▶ Directive
Please copy all of the data below line for line, without changing anything.

▶ Data excerpts
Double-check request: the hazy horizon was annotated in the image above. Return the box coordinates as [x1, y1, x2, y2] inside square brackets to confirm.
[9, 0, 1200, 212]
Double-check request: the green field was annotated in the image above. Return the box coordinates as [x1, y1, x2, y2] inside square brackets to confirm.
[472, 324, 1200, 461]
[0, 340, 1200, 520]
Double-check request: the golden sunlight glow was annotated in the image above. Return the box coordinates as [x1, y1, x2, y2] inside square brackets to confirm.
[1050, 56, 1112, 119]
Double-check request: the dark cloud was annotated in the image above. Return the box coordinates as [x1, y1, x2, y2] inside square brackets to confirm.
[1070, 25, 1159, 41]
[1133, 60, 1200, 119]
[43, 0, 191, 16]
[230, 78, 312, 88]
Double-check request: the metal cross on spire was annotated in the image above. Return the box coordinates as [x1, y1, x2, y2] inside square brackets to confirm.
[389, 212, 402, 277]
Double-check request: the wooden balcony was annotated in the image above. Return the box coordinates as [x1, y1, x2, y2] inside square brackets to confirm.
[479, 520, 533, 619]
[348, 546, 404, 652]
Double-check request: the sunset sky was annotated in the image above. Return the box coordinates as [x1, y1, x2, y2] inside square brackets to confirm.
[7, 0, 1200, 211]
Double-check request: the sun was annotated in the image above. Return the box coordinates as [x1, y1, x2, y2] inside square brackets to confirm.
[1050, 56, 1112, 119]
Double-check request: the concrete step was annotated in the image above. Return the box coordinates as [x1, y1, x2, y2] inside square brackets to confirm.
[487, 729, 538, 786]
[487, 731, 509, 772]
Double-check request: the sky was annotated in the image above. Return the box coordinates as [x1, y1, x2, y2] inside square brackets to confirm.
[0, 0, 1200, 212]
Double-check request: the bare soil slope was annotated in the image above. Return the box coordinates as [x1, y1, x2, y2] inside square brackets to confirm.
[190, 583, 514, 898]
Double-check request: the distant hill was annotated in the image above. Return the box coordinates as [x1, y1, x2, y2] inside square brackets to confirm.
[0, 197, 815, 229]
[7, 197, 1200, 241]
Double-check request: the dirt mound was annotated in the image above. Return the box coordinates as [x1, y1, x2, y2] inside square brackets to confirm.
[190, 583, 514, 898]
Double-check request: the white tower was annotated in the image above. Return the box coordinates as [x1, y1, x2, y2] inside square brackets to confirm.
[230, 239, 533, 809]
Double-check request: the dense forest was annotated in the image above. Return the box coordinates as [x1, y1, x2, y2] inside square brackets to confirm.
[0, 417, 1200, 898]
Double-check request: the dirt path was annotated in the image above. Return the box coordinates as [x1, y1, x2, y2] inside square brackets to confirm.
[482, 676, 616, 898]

▶ Response to this task
Double-check request: the hazy horizon was annotated in the image above. Return the box coordinates as [x1, y1, x2, y2] inside square brackets to confirm.
[9, 0, 1200, 212]
Double-check request: the green field was annotated in the image above. Return the box coordinates as [x1, y1, x2, y2] inside square brackets to confirm.
[472, 324, 1200, 461]
[0, 340, 1200, 520]
Double-check request: the golden sunlight glow was annotated in the image above. Return the box coordinates as [x1, y1, x2, y2] inside square brackets to confirm.
[1050, 56, 1112, 119]
Double-check request: the dark cloud was annotated in the image above. Return the box coordinates as [x1, y1, x2, y2] inside square brackets to confirm.
[1070, 25, 1159, 41]
[1133, 60, 1200, 119]
[43, 0, 191, 16]
[230, 78, 312, 88]
Double-check request: the metal cross on spire was annotated in the image above. Return the box coordinates as [x1, y1, x2, y2] inside square brackets to confirm.
[389, 212, 402, 277]
Double-check request: the wooden balcony was annotated in the image above. Return the box coordinates as [x1, y1, x2, y2] inside square brackets to confirm.
[479, 520, 533, 619]
[348, 546, 404, 652]
Double-check request: the sunset sky was annotated in the image above. Return the box coordinates as [x1, y1, x2, y2] inside square brackets to confirm.
[7, 0, 1200, 211]
Double-check request: the sun was annotated in the image above. Return the box coordinates as [x1, y1, x2, y2] inside square brackets to confirm.
[1050, 56, 1112, 119]
Double-check request: the concrete step was annotated in the image above. Return the box coordinates as [x1, y1, x2, y2] inside square brackets to confirm.
[487, 729, 538, 786]
[487, 731, 509, 772]
Double-check request: the sky was annotated in the image above. Return the box coordinates as [x1, y1, x2, y2] inside square brackets to confirm.
[0, 0, 1200, 212]
Double-check request: the bare soil slope was annotated in the image above. Return the box coordinates as [x1, y1, x2, y2] inside square brackets to confirm.
[190, 583, 514, 898]
Double-check request: the distant hill was annotated in the image above. Return the box coordinates as [x1, y1, x2, y2] inside square brackets to confirm.
[0, 197, 815, 229]
[7, 197, 1200, 241]
Double-check request: the dirt mound was annotated in the image above. Return the box coordinates as [x1, y1, x2, y2] inside square brackets to confirm.
[190, 583, 514, 898]
Double-check request: the white tower was annotated in the image above. Return the box coordinates as [x1, y1, x2, y2] inside square brackets to confirm.
[230, 239, 533, 809]
Double-check request: the dense forest was annotated in the image above. Return the box coordinates as [x1, y1, x2, y2] inside square brackets to confirm.
[0, 417, 1200, 898]
Double-check request: the dirt path was annotated in the image above. Return the box coordinates as [x1, y1, x2, y2] inside square brackets to confirm.
[482, 676, 616, 898]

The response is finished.